_Text for analysis_
[Start of Attachment]

I took all pressure off of myself for Gaspesia100 by completing Eastern States 100. When I signed on to ambassador the new race in Gaspe I knew it would be a tall order for me to run the 100 miler so close to ES100 so I made no promises about what distance I'd run. As it turned out, I came out of Eastern States pretty wrecked and in far worse shape than I had hoped. I wasn't sure I'd even be able to run pain free in two weeks let alone race 100 miles. Nonetheless, I had committed to being in Gaspe to help promote the new Gaspesia100 race so I told myself I would volunteer on the course if I couldn't run in the event.
Through some miracle recovery, my feet and legs healed up faster than I've ever seen before and during my second week of recovery after Eastern States I was running comfortably and felt confident that I'd be able to run at least one of the shorter distances in Gaspe. I've been running ultras for 7 years and I've never experienced recovery like this. There is no doubt in my mind taking Liv9 Balance and Energy had a positive effect on my recovery so I wanted to thank Greg and Dan for all the support I received from Liv9 during this season.
I traveled on Friday with a NS runner named Krista whom I convinced to come with me to do what would be her longest race to date. I picked her up in Bathurst around noon, giving us lots of time to chat, drive and prepare for the race that would start at 8amon Saturday. To be honest I still hadn't completely decided to go with the 100 mile distance but after the race briefing and talking to the race director I decided to stick to the plan and give it a go. I met the other ambassadors and some of the other runners and was looking forward to getting to chat with them on the trail. I should point out, that secretly I was also really looking forward to running a few miles with Florent Bouguin, a well known super fast runner out of Quebec.

[End of Attachment]

_Exercises_
1. Decide whether each statement below agrees with the race account, answering yes or no and quoting the words that settle it.
(a) The writer promised to run the 100-mile distance at Gaspesia100.
(b) The writer picked up Krista in Bathurst around noon.
(c) The writer has been running ultras for ten years.
2. Retype the part of the race account from "Through some miracle" up to and including "during this season.", character for character.

_Data excerpt_
[Start of Attachment]

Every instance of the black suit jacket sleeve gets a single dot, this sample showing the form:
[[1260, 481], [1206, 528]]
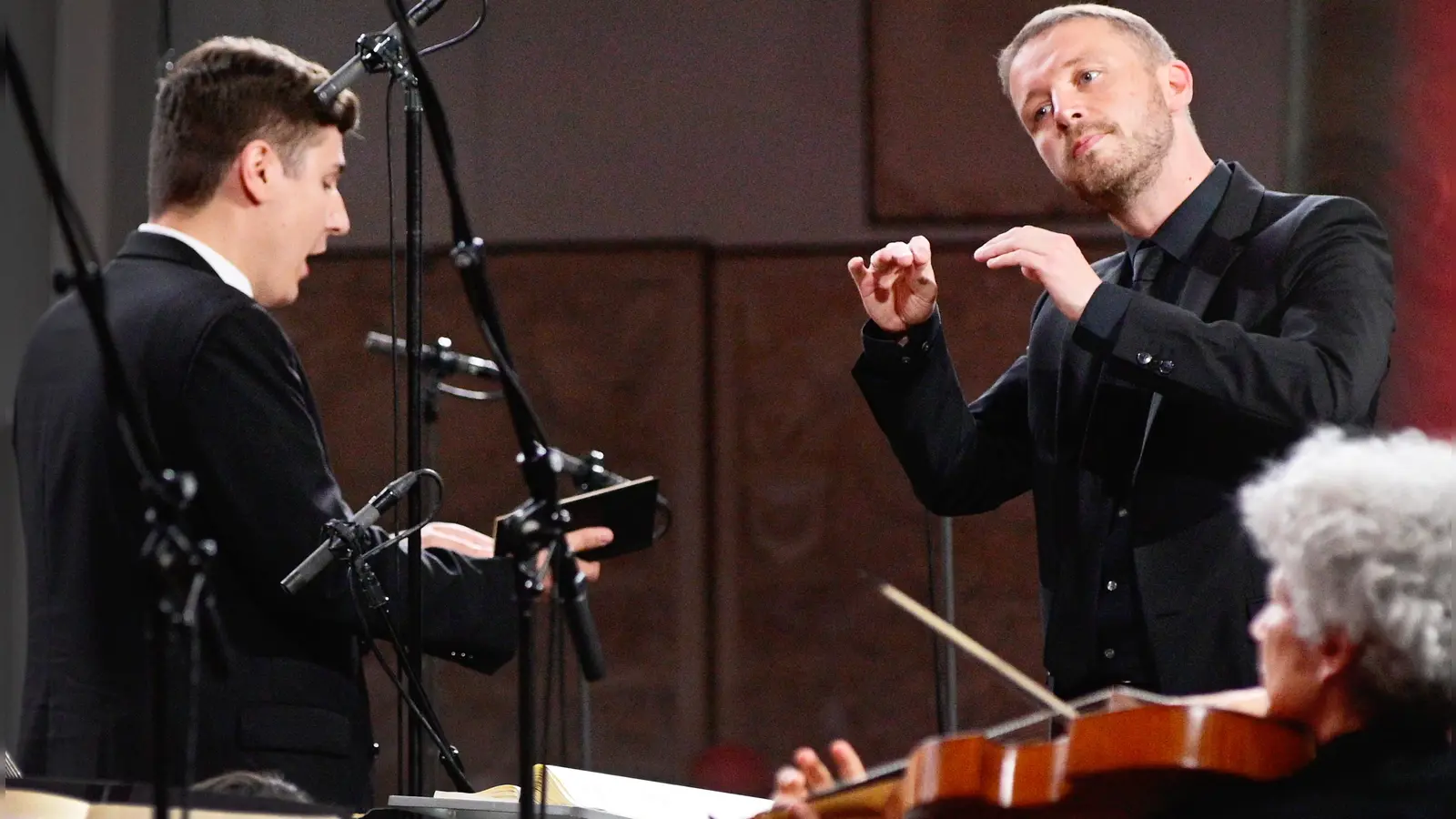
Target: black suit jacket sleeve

[End of Attachment]

_Solutions to each task_
1.
(a) No: "so I made no promises about what distance I'd run."
(b) Yes: "I picked her up in Bathurst around noon"
(c) No: "I've been running ultras for 7 years"

2.
Through some miracle recovery, my feet and legs healed up faster than I've ever seen before and during my second week of recovery after Eastern States I was running comfortably and felt confident that I'd be able to run at least one of the shorter distances in Gaspe. I've been running ultras for 7 years and I've never experienced recovery like this. There is no doubt in my mind taking Liv9 Balance and Energy had a positive effect on my recovery so I wanted to thank Greg and Dan for all the support I received from Liv9 during this season.